What the task requires — Could you restate every record below word for word?
======
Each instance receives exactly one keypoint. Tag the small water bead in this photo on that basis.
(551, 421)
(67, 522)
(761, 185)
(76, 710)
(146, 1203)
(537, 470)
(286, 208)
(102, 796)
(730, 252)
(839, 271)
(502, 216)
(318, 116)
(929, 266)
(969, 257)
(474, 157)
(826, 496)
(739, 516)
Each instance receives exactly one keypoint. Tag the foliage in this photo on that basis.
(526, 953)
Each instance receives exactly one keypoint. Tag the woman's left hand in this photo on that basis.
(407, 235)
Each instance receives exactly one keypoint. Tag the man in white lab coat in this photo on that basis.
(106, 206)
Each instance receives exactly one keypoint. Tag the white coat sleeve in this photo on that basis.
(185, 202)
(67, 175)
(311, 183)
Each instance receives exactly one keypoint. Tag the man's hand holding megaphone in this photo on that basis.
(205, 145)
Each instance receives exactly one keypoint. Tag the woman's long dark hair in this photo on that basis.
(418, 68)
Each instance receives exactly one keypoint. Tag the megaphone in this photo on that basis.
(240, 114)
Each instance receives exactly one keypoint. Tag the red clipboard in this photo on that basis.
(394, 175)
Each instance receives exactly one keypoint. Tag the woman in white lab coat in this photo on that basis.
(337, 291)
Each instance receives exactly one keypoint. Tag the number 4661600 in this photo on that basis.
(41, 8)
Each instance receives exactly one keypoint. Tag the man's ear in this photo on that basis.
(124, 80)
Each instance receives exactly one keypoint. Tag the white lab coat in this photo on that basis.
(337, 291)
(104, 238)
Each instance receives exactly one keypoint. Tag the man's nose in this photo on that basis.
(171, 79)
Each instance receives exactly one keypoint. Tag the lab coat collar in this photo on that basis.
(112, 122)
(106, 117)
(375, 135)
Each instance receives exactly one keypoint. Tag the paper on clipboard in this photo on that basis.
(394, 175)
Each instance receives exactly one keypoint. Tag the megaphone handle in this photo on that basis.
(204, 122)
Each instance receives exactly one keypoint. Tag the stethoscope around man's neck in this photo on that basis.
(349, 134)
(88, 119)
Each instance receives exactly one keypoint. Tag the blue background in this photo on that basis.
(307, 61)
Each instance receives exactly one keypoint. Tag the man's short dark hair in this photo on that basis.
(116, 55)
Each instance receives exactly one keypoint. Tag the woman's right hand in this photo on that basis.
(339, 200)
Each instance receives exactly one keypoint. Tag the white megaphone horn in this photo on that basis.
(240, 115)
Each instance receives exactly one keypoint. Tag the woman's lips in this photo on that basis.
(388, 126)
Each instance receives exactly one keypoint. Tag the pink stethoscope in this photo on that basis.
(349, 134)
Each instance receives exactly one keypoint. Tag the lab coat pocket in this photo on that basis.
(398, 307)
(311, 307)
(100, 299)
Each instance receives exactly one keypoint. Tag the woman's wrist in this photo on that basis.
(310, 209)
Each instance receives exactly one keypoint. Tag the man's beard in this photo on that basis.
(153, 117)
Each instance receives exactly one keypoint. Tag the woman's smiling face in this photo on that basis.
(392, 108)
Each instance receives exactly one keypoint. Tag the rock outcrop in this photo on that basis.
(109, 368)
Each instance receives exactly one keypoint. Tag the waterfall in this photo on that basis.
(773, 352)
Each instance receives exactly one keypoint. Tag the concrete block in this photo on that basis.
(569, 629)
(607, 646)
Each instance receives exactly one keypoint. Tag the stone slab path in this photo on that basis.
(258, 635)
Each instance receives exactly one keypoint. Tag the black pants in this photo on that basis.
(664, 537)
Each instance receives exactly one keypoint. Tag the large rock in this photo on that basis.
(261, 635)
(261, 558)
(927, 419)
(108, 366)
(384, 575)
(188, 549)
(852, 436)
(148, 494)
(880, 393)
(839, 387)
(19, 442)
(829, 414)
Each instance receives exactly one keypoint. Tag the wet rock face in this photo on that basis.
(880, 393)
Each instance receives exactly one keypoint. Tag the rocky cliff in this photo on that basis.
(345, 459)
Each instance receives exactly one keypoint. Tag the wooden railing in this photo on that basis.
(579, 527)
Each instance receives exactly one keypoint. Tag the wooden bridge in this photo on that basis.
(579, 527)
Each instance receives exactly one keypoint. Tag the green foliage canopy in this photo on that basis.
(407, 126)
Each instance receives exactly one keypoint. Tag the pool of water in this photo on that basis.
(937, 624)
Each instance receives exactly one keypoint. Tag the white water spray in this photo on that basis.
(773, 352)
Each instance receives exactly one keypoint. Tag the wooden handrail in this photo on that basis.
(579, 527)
======
The answer —
Each instance receives exactly one keypoint. Tag the small water bead in this photo on that basis.
(551, 421)
(67, 522)
(761, 185)
(76, 710)
(146, 1203)
(537, 470)
(286, 208)
(102, 796)
(730, 252)
(839, 271)
(502, 216)
(318, 116)
(929, 266)
(969, 257)
(474, 157)
(826, 496)
(739, 516)
Each instance receives exactly one keypoint. Tag the foliage in this photo on that basis.
(526, 953)
Each instance receives exactly one keypoint. Tag the woman's left hand in this photo on that basis.
(407, 235)
Each instance receives exactly one keypoint. Tag the man in white lab coat in this photo on that basis.
(106, 206)
Each instance receives exactly one keypoint. Tag the white coat sleeve in this photo on that basis.
(185, 202)
(67, 175)
(311, 183)
Each instance receives exactly one keypoint. Tag the man's hand holding megaphone in this photo on that basis.
(205, 145)
Each instance receives exactly one keypoint. Tag the woman's long dark hair in this photo on that basis.
(418, 68)
Each instance receives exactly one keypoint. Tag the megaphone in this photo on that basis.
(240, 114)
Each instance receives exactly one keypoint. Tag the red clipboard in this photo on that basis.
(394, 175)
Each instance receives exactly one keypoint. Tag the woman in white lab coat in this photo on that basis.
(337, 291)
Each instance receives exactly one keypoint. Tag the number 4661600 in this photo on that basis.
(41, 8)
Each instance receives exactly one keypoint. Tag the man's ear in this photo on that basis.
(124, 80)
Each instance receives exactly one keypoint. Tag the white lab coat in this photo on that basis.
(337, 291)
(104, 238)
Each instance receives exactly one keypoint. Tag the man's nose in this photo on that basis.
(171, 79)
Each instance receives exactly one keypoint. Tag the lab coat collar in this photo on that basis.
(112, 122)
(106, 117)
(375, 135)
Each instance receives exactly one keypoint. Tag the paper on clipboard in this photo on that basis.
(394, 175)
Each instance receives exactly one keypoint. Tag the megaphone handle in this photo on that basis.
(204, 122)
Each instance receives exactly one keypoint. Tag the stethoscope around man's neck in this photo on that basis.
(349, 134)
(88, 119)
Each instance receives exactly one keypoint. Tag the blue background in this photo on that basis.
(307, 61)
Each instance receives exactly one keypoint. Tag the man's short dark hair in this photo on that basis.
(116, 55)
Each instance receives exactly one keypoint. Tag the woman's right hand in this photo on that basis.
(339, 200)
Each instance receives exactly one keypoint. Tag the white megaphone horn in this photo on that basis.
(240, 115)
Each instance receives exactly one keypoint. Tag the woman's lips in this photo on that basis.
(388, 126)
Each instance receives exactly one keypoint. Tag the pink stethoscope in this photo on that basis.
(349, 134)
Each instance receives exactly one keypoint. Tag the lab coat pocket in this photo on that basis.
(398, 307)
(311, 307)
(100, 299)
Each instance receives exactly one keypoint. Tag the woman's wrist in this photo on that basis.
(310, 209)
Each instance receives exactly one keypoint. Tag the man's beard in this photo on that basis.
(153, 117)
Each instance receives exactly one keypoint. Tag the woman's smiling face in this photo on that basis.
(392, 108)
Each instance receives exactly one keypoint. Tag the rock outcrop in this photo on that basis.
(109, 368)
Each instance receives exactly one keypoint. Tag the waterfall in this photo on that basis.
(773, 352)
Each instance receives exactly one keypoint. Tag the concrete block in this photo on that basis.
(569, 629)
(607, 646)
Each instance receives exactly one keypoint. Tag the stone slab path in this photo on that basis.
(258, 635)
Each instance receives exactly one keypoint. Tag the black pants in this photo on that basis.
(664, 537)
Each instance receives exactly one keypoint. Tag the large rock in this photo on that basis.
(261, 635)
(261, 558)
(927, 419)
(108, 366)
(384, 575)
(188, 549)
(852, 436)
(148, 494)
(880, 393)
(839, 387)
(19, 442)
(829, 414)
Each instance receives exactly one keypoint. Tag the wet rock face in this photo on that basis.
(880, 393)
Each instance receives exactly one keypoint. Tag the rocky cliff in this photo on that basis.
(345, 459)
Each instance receives exactly one keypoint. Tag the wooden railing in this photo on that basis.
(579, 527)
Each instance receives exactly one keypoint. Tag the wooden bridge in this photo on that basis.
(579, 527)
Each instance receives exactly one keypoint. Tag the green foliage canopy in this photo on that basis.
(407, 126)
Each instance receives exactly one keypoint. Tag the pool of water in this photo on that basis.
(937, 624)
Each instance receives exactly one keypoint. Tag the white water spray in this photo on that basis.
(773, 352)
Each instance receives exactly one keypoint. Tag the wooden handrail in this photo on that basis.
(579, 527)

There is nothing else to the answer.